Goals:
(1) Summarize the sugar master plan article in two sentences.
(2) Write out the part of the sugar master plan article starting at "The process to" and ending at "95% by 2023.".

Given passage:
*****

Government, industry stakeholders sign sugar master plan

Wednesday, November 18, 2020

Trade, Industry and Competition Minister Ebrahim Patel and Minister of Agriculture, Land Reform and Rural Development, Thoko Didiza, alongside industry stakeholders, have signed the Sugar Industry Master Plan.

The sugar master plan seeks to take urgent action to protect thousands of jobs, rural livelihoods and businesses, and at the same time create a bold new ambition for the future, which seeks to create diversified revenue streams for sugar producers, and deliver significant new job opportunities.

The process to produce the master plan was co-chaired by both Minister Patel and Minister Thoko Didiza.

“As part of the master plan, industrial users and retailers have agreed to minimum offtake of sugar for a period of three years; with at least 80% of sugar consumption to come from South African farms and millers during the first year, increasing to 95% by 2023.

“During this period, the sugar industry has agreed to price restraint, and to begin a process of managed restructuring for the industry to help diversify revenue sources,” said the Departments of Agriculture, Land Reform and Rural Development and Trade, Industry and Competion in a joint statement on Monday.

The plan was developed by government and industry stakeholders, including producers.

Minister Didiza said the sugar industry is a critical employer.

*****

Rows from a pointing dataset

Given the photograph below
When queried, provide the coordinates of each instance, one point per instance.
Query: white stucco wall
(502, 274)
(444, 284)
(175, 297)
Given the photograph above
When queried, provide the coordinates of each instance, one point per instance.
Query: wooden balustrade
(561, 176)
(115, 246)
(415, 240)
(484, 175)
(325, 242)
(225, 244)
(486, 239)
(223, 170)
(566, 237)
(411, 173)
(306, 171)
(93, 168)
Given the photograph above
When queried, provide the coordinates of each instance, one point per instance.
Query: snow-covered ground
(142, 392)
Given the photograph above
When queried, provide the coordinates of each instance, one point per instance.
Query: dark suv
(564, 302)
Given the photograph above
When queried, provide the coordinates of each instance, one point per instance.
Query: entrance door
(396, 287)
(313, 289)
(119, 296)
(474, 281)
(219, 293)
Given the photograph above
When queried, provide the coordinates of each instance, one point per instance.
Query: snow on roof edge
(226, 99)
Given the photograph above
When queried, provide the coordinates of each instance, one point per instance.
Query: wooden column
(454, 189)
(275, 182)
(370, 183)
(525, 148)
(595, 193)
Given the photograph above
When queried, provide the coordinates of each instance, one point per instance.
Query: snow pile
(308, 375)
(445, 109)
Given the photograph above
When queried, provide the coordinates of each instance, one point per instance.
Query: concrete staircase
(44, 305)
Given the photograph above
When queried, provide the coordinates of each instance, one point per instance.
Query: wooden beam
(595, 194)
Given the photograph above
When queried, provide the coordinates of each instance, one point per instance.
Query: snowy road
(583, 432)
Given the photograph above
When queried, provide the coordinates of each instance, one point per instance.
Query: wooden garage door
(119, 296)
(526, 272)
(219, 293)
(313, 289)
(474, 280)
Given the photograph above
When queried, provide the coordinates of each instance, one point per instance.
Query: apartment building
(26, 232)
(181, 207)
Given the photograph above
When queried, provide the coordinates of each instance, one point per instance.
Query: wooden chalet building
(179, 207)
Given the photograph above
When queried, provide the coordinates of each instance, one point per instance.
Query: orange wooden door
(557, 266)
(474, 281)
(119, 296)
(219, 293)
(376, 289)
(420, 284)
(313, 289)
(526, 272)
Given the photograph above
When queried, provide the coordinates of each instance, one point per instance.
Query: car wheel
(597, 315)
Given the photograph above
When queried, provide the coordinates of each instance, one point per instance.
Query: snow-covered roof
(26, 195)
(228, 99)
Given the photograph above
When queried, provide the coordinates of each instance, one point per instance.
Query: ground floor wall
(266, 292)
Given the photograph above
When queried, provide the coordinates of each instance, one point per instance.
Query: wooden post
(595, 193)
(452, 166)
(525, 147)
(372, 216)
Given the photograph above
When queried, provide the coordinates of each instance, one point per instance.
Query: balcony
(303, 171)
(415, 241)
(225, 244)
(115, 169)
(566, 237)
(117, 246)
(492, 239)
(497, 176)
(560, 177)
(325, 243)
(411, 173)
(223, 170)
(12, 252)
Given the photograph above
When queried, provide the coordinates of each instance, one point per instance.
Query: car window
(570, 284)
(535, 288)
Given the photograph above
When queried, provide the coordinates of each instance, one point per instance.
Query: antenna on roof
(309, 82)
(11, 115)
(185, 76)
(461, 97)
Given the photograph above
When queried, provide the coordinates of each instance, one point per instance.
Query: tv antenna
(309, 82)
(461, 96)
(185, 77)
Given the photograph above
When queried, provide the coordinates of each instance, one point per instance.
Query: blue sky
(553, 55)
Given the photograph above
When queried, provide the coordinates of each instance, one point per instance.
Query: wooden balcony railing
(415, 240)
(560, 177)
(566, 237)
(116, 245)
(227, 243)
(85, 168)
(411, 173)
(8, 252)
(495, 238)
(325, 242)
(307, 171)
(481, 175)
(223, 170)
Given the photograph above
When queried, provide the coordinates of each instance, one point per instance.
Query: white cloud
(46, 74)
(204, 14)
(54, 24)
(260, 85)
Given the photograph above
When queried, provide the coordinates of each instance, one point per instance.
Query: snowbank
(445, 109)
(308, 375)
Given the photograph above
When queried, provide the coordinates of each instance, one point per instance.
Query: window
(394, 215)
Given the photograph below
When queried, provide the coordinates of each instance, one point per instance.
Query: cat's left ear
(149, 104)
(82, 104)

*****

Per-task outputs:
(1) Ministers Ebrahim Patel and Thoko Didiza, together with industry stakeholders, have signed the Sugar Industry Master Plan, which seeks to protect jobs, rural livelihoods and businesses while creating diversified revenue streams for sugar producers. Under the plan, industrial users and retailers agreed to minimum offtake of sugar for three years, with at least 80% of consumption coming from South African farms and millers in the first year and rising to 95% by 2023, while the sugar industry agreed to price restraint and managed restructuring.

(2)
The process to produce the master plan was co-chaired by both Minister Patel and Minister Thoko Didiza.

“As part of the master plan, industrial users and retailers have agreed to minimum offtake of sugar for a period of three years; with at least 80% of sugar consumption to come from South African farms and millers during the first year, increasing to 95% by 2023.